An identity domain is created by placing the corresponding stream table
entries into "bypass" mode, which allows transactions to flow through
the SMMU without any translation.

Signed-off-by: Will Deacon <will.deacon@arm.com>
---
 drivers/iommu/arm-smmu-v3.c | 58 +++++++++++++++++++++++++++++----------------
 1 file changed, 37 insertions(+), 21 deletions(-)

Comments

Nate Watterson March 16, 2017, 4:24 p.m. UTC | #1
Hi Will,

On 2017-03-10 15:49, Will Deacon wrote:
> In preparation for allowing the default domain type to be overridden,
> this patch adds support for IOMMU_DOMAIN_IDENTITY domains to the
> ARM SMMUv3 driver.
> 
> An identity domain is created by placing the corresponding stream table
> entries into "bypass" mode, which allows transactions to flow through
> the SMMU without any translation.
> 

What about masters that require SMMU intervention to override their
native memory attributes to make them consistent with the CCA (acpi)

• [Your tasks]
1/ Copy everything from "On 2017-03-10 15:49, Will" down to "ARM SMMUv3 driver." in the SMMUv3 patch thread, substituting "change" for "patch".
2/ Proceed with the SMMUv3 patch thread, picking up right after its last line.
The SMMUv3 patch thread is all you need; the material plays no part.

• [Material]
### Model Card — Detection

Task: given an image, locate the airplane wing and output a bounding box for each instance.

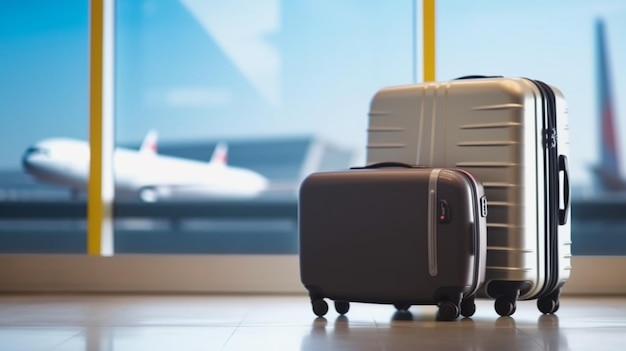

• [Answers per task]
1/
On 2017-03-10 15:49, Will Deacon wrote:
> In preparation for allowing the default domain type to be overridden,
> this change adds support for IOMMU_DOMAIN_IDENTITY domains to the
> ARM SMMUv3 driver.

2/
or dma-coherent (dt) values specified in FW? To make sure those cases
are handled, you could store away the master's coherency setting in
its strtab_ent at attach time and then setup STE[MemAttr/ALLOCCFG/SHCFG]
so the attributes are forced to the correct values while still
bypassing translation.

> Signed-off-by: Will Deacon <will.deacon@arm.com>
> ---
>  drivers/iommu/arm-smmu-v3.c | 58 
> +++++++++++++++++++++++++++++----------------
>  1 file changed, 37 insertions(+), 21 deletions(-)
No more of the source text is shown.